Folgende Ergebnisse der konstituierenden Sitzung der
GWK am 18. Februar 2008 sind besonders hervorzuheben:
Erstens. Die GWK hat sich auf das Konzept einer Nationalen Akademie verständigt. Die Leopoldina wird
künftig die Aufgaben einer Nationalen Akademie auf
dem Gebiet der Politikberatung übernehmen und die
deutschen Akademien in internationalen Gremien repräsentieren. Dabei wird sie mit der Deutschen Akademie
für Technikwissenschaften und mit Vertretern der Länderakademien zusammenarbeiten, insbesondere mit der
Berlin-Brandenburgischen Akademie der Wissenschaften.
Zweitens. Die GWK hat inhaltliche Eckpunkte als
Grundlage für weitere Gespräche zu einer beabsichtigten
Fortschreibung des Paktes für Forschung und Innovation
verabschiedet.
Drittens. Zur Vorsitzenden der GWK für das Jahr
2008 ist Frau Bundesministerin Dr. Annette Schavan gewählt worden. Stellvertretender Vorsitzender ist Herr Senator Professor Zöllner.
Frau Kollegin, haben Sie eine Nachfrage? - Bitte.

Gesammelte Daten
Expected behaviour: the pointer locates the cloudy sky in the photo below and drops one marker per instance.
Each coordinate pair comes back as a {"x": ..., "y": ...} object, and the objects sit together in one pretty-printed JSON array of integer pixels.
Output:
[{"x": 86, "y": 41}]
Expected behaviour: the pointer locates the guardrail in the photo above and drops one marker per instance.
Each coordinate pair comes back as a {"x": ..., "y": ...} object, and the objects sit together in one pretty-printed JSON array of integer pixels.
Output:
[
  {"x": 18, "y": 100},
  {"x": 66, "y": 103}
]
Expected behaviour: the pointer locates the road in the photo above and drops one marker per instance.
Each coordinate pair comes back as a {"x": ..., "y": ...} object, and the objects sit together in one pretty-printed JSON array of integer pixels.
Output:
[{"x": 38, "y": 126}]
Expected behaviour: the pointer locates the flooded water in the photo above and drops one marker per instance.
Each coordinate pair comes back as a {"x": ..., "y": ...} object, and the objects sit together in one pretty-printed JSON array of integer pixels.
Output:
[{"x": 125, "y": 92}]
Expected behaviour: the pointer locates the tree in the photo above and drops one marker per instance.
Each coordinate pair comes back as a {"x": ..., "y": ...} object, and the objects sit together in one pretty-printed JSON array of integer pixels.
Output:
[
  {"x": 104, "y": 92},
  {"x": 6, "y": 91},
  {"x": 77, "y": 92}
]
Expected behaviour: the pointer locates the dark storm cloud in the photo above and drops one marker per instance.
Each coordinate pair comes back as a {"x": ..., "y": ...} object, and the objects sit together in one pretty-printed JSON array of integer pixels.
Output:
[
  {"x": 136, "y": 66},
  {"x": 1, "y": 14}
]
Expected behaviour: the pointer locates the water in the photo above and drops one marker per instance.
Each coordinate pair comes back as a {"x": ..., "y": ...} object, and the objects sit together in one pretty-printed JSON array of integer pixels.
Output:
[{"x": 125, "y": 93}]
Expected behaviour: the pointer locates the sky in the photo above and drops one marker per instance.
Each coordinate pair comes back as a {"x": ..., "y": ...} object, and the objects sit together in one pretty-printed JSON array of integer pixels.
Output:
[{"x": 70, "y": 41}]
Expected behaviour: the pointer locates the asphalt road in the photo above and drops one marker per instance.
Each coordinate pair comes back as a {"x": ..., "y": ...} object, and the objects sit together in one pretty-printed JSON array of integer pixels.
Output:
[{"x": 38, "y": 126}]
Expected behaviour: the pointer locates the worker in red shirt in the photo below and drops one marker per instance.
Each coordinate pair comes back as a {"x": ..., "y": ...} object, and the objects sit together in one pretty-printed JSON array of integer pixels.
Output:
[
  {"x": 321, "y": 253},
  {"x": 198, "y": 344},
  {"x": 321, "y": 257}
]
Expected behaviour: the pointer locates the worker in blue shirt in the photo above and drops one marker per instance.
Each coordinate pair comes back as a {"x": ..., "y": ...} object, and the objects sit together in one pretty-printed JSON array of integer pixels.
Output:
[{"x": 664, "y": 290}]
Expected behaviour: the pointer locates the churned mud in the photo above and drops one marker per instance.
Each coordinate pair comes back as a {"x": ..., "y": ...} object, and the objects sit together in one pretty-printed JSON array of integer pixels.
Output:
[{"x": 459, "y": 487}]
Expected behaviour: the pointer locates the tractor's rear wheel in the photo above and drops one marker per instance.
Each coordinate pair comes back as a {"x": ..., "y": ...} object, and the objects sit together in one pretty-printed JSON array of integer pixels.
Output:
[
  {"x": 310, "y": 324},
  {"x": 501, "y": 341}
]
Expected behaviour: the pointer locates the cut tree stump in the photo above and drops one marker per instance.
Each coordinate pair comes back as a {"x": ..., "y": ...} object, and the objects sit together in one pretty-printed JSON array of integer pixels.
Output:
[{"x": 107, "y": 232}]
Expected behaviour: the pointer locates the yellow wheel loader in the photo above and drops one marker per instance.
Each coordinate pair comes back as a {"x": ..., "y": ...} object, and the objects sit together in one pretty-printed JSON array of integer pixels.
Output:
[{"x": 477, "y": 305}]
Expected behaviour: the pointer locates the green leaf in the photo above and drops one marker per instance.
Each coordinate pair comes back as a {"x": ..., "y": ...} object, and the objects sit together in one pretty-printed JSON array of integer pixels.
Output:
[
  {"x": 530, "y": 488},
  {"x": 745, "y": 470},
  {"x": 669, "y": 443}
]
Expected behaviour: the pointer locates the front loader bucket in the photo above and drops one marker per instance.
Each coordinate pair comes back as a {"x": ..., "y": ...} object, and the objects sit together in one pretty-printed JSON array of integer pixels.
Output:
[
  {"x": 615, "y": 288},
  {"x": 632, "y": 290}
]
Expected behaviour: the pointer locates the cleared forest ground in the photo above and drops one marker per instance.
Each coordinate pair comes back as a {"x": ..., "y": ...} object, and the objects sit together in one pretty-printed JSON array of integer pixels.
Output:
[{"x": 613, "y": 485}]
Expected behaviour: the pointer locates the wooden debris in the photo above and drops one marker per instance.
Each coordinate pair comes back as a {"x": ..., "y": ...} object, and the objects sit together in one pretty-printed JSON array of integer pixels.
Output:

Zu bearbeiten
1. Beantworten Sie anhand des Auszugs zur Sitzung der GWK:
(a) Mit wem wird die Leopoldina bei ihren neuen Aufgaben zusammenarbeiten?
(b) Wofür dienen die inhaltlichen Eckpunkte, die die GWK verabschiedet hat, als Grundlage?
(c) Wer ist stellvertretender Vorsitzender der GWK?
2. Führen Sie den Auszug zur Sitzung der GWK nach seinem letzten Satz fort.

Antworten je Aufgabe
1.
(a) Mit der Deutschen Akademie für Technikwissenschaften und mit Vertretern der Länderakademien, insbesondere mit der Berlin-Brandenburgischen Akademie der Wissenschaften.
(b) Sie dienen als Grundlage für weitere Gespräche zu einer beabsichtigten Fortschreibung des Paktes für Forschung und Innovation.
(c) Herr Senator Professor Zöllner.

2.
Danke schön erst einmal. - Zu meiner ersten Nachfrage. NRW hat in dieser Sitzung einen Antrag zur Einrichtung einer Arbeitsgruppe zur Erarbeitung eines nationalen Stipendiensystems vorgelegt. Warum wurde die
Behandlung dieses Antrages vertagt? Was war die Position der Bundesregierung? Wie bewerten Sie jetzt aktuell die Vertagung der Einsetzung der Arbeitsgruppe?
Frau Abgeordnete Hirsch, in der Tat hat sich die
GWK mit dem Vorschlag von Minister Pinkwart aus
Nordrhein-Westfalen befasst. Die GWK hat ihr Büro gebeten, zunächst einen Bericht zum aktuellen Sachstand
des Stipendiensystems in den Ländern bis zur nächsten
Sitzung der GWK am 19. Mai 2008 vorzulegen. Auf der
Grundlage des Ergebnisses dieses Berichts wird die
GWK dann entscheiden, wie weiter verfahren werden
soll.
Eine weitere Nachfrage.
Dies zeigt, dass uns dieses Thema weiter beschäftigen
wird. Deshalb meine zweite Nachfrage: Kann die Bundesregierung definitiv ausschließen, dass sie einem Stipendienmodell zustimmen wird, bei dem es öffentliche
Zuschüsse zu privatwirtschaftlichen Stipendien geben
wird?
Frau Abgeordnete Hirsch, die Bundesregierung begrüßt grundsätzlich Bemühungen, die zu einer Ausweitung von Stipendiensystemen führen. Ich nenne hier insbesondere den Eigenbeitrag des Bundes mit unserem
Ziel, bis zum Ende dieser Wahlperiode 1 Prozent aller
Studierenden in die öffentlichen Stipendiensysteme zu
bringen. Hier befinden wir uns auf einem sehr guten
Weg, was die besonders begabten Studierenden angeht.
Alle darüber hinausgehenden Festlegungen machen zu
diesem Zeitpunkt noch keinen Sinn. Wir sollten erst einmal die Ergebnisse des von mir angesprochenen Berichts
für die GWK am 19. Mai abwarten.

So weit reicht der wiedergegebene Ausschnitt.